Collected data entries

(begin)

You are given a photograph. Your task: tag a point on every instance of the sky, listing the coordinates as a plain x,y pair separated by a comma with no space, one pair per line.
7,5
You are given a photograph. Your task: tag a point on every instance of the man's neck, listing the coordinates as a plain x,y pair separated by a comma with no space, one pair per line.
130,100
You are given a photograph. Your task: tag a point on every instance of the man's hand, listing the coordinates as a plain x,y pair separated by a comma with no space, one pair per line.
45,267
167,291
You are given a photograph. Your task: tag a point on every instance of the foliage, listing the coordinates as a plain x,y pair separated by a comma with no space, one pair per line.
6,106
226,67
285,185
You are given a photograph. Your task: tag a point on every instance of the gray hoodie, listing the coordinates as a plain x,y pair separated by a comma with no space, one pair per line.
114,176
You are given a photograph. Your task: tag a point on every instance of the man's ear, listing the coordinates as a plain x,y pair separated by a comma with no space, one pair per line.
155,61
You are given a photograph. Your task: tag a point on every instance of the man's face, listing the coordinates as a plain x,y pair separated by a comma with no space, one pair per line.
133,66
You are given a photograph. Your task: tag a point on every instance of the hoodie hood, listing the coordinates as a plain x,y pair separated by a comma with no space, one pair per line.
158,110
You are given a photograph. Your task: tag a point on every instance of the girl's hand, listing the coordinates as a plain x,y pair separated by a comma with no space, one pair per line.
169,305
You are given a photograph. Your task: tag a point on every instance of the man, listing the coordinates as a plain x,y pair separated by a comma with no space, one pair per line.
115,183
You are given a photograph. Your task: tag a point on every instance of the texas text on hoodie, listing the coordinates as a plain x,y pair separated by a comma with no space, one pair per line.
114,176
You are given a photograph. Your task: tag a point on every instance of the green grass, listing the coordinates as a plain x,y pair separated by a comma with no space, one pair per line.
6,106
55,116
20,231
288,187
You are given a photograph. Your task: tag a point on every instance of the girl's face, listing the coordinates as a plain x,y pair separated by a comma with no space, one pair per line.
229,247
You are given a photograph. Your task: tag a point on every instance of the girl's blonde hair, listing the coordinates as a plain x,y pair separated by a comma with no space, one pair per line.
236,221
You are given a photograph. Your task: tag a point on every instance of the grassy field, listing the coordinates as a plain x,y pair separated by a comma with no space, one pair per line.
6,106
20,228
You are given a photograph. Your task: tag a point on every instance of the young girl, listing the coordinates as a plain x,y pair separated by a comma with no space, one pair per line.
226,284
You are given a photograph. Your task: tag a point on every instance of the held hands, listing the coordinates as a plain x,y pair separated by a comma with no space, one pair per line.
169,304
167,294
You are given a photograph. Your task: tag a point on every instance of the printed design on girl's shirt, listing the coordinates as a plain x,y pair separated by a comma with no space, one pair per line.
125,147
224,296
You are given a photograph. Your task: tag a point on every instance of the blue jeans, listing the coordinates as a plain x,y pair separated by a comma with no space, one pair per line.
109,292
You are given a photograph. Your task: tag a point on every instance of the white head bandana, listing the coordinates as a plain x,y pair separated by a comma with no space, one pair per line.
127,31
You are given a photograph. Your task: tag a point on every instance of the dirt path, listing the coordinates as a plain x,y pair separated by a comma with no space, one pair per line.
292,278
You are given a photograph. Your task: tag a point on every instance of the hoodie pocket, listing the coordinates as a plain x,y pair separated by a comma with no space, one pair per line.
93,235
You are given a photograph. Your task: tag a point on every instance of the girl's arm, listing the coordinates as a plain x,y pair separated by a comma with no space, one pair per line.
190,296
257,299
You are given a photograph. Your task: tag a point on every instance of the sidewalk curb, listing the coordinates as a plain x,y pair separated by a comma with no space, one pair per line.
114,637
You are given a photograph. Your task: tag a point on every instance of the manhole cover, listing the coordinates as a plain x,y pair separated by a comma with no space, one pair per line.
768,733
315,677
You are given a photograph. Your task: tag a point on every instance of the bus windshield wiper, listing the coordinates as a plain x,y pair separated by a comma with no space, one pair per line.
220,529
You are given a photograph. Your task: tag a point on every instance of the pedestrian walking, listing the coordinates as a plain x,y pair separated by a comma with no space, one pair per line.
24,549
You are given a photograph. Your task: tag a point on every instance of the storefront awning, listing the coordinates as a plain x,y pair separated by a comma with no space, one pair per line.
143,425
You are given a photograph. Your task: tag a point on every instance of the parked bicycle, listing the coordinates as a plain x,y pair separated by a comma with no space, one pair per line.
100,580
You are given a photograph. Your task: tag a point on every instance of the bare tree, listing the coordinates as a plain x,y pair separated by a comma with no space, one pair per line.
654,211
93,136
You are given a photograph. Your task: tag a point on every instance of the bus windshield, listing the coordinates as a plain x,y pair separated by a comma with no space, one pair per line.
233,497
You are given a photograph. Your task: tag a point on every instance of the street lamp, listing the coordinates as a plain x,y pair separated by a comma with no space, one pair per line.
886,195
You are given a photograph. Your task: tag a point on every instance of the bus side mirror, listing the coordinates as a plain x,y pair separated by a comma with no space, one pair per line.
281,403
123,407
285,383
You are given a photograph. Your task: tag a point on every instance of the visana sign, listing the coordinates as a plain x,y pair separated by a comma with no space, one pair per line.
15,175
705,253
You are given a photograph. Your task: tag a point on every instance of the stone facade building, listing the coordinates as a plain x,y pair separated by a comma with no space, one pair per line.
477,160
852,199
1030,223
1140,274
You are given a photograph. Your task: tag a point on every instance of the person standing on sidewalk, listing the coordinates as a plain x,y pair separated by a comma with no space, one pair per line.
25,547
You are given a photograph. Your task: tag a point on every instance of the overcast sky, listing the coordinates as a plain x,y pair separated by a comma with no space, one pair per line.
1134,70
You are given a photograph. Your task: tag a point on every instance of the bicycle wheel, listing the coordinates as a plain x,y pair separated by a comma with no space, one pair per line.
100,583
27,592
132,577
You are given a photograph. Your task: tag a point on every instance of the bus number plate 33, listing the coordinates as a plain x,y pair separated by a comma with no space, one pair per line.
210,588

(end)

Task goal
Retype the records in full. Keep every line identical to the original.

Solution to this task
You are given a photograph. Your task: tag a point on every instance of the sky, listing the coordinates as a plain x,y pair separated by a comma with no space, one pair per line.
7,5
You are given a photograph. Your task: tag a point on every instance of the man's neck, listing the coordinates as a plain x,y pair separated by a comma with no space, one pair per line.
130,100
You are given a photograph. Your task: tag a point on every instance of the man's hand, listing the coordinates as a plain x,y pair separated by a comma with no space, one pair per line.
45,267
167,291
You are given a photograph. Your task: tag a point on every instance of the foliage, listing the coordinates as a plain x,y pair separated by a comma with no space, one pair per line.
6,106
226,67
285,185
You are given a photograph. Your task: tag a point on every instance of the gray hoodie, listing the coordinates as a plain x,y pair separated by a comma with no space, one pair per line.
114,176
You are given a photograph. Your task: tag a point on every instance of the man's ear, listing the coordinates as a plain x,y pair separated by a comma with no space, one pair per line.
155,61
You are given a photograph. Your task: tag a point on every instance of the man's face, listing the coordinates as a plain x,y pair separated by a comma with no space, one pair per line.
133,66
You are given a photograph. Your task: tag a point on every instance of the hoodie hood, listing the coordinates as a plain x,y pair separated by a comma with no space, one pair per line.
158,110
You are given a photograph. Your task: tag a point on every instance of the girl's hand, listing the coordinates as a plain x,y pair separated by a comma with no space, one pair per line.
169,305
You are given a photograph. Your task: tag a point on every instance of the man, listing the coordinates as a plain x,y pair separated by a comma with no space, one pair per line.
115,183
You are given a photograph. Your task: tag a point on every instance of the texas text on hoodie, listing the coordinates as a plain x,y pair separated by a comma with no space, one pair per line.
114,176
You are given a photograph. Your task: tag a point on every instance of the green grass, listing the coordinates as a plain x,y pair separated by a comma with no space, one pair per line.
6,106
55,116
20,231
288,187
You are given a photograph. Your task: tag a point on every instance of the girl's face, listing the coordinates as a plain x,y pair separated by a comma with no space, one pair per line.
229,247
You are given a photograph. Your task: tag a point on every instance of the girl's blonde hair, listing the coordinates as a plain x,y pair separated by a comma with no space, one pair per line.
236,221
You are given a photograph. Your task: tag a point on every instance of the grassy field, listing the coordinates as a plain x,y pair separated by a comma with no space, one pair per line.
6,106
20,228
You are given a photograph. Your task: tag a point on every instance of the young girl, listing the coordinates as a plain x,y pair separated by a comma with no space, one pair per line.
226,284
You are given a photograph. Your task: tag a point on every instance of the held hands, listing the coordinates as a plain x,y pair separated by a comma with no space, one pair per line.
169,304
167,294
You are given a photograph. Your task: tag a point on every instance of the printed design on girl's shirt, listing the coordinates as a plain x,y pair separated by a comma with no space, one pair per line.
125,147
224,296
You are given a photograph. Your task: tag a point on every instance of the blue jeans, listing the coordinates as a plain x,y pair separated by a comma with no space, one pair per line.
109,292
You are given a photograph. Your task: tag a point on every instance of the white head bandana, listing the coordinates as a plain x,y pair separated by a comma with no space, one pair per line.
127,31
You are given a photograph. Your task: tag a point on every instance of the dirt path, listing the coordinates as a plain x,y pair separated by a comma with no space, one pair per line.
292,278
You are given a photograph. Your task: tag a point on every instance of the hoodie pocket, listing the coordinates as a plain x,y pair separated by a comma with no space, one pair per line.
93,235
You are given a photograph. Your task: tag a point on every instance of the girl's arm, listing the coordinates as a plain x,y pair separated by a comma with no space, one pair per line.
190,296
257,299
You are given a photograph. Your task: tag a point on every instance of the sidewalk curb, listing the coordinates as a plain x,y pair separated by a comma with no space, one pair per line.
114,637
You are given a photograph. Your task: tag a point on every instance of the manhole cover, listing the coordinates as a plain x,y pair separated by a comma with no space, one pair per line.
768,733
315,677
You are given a photograph. Your task: tag a point on every instance of the bus windshield wiper, listing the coordinates as a plain x,y pair separated by a comma with no space, one pair per line.
220,529
You are given a photograph. Your task: tag a point on every instance of the pedestrian walking, listing the coordinates as a plain x,y pair separated by a comma with no space, one pair per line.
24,549
You are given a photograph. Your task: tag a point on every instance of the storefront awning, listing the coordinates as a plain x,y pair separated by a comma with no space, one pair per line.
143,425
You are given a photograph. Your task: tag a point on every instance of the parked bicycle, listing the coordinates as a plain x,y pair separated by a comma with no space, one pair per line.
100,580
You are given a photograph. Your task: tag a point on every instance of the bare tree, listing the coordinates as a plain x,y pair separated by a comma with no space, one pair per line.
654,211
93,136
You are given a photograph. Your task: tag a point on every instance of the bus windshield, listing the coordinates as a plain x,y pair separated by a comma with no space, one pair per line.
233,497
You are given a photograph. Your task: tag a point on every instance of the street lamp, listing the coordinates as a plain x,y pair separated by a comma with no space, one pair per line.
886,195
You are given a photograph. Your task: tag a point on every instance of the bus side mirror, listing the coordinates as a plain x,y pair separated by a comma with no space, one pair per line.
281,403
123,407
285,383
You are given a photograph. Your task: tag a point on every instance of the visana sign, listing the coordinates as a plain x,y pair separated by a comma with no space, one pair per line.
15,175
705,253
You are given a photograph. Your task: tag a point on every instance of the stone facade building, listing the coordinates as a plain x,y pair separated by a comma with no space, one pair per line.
477,160
852,199
1030,223
1140,274
You are given a photograph. Your task: tag a point on every instance of the person standing on sidewalk, listing the coordinates as a plain x,y pair separated by a comma with no space, one pair per line.
25,547
You are given a photograph. Your task: tag a point on every instance of the overcast sky, listing the coordinates as a plain x,y pair separated by a comma with no space, one pair per line.
1134,70
You are given a photograph. Your task: tag a point on every instance of the bicycle wheel, listing the coordinates as a plain x,y pair separated by a comma with no space, one pair per line.
100,583
27,592
132,577
You are given a photograph. Your task: tag a point on every instance of the bus number plate 33, listing the coordinates as a plain x,y pair separated by a comma with no space, one pair per line.
210,588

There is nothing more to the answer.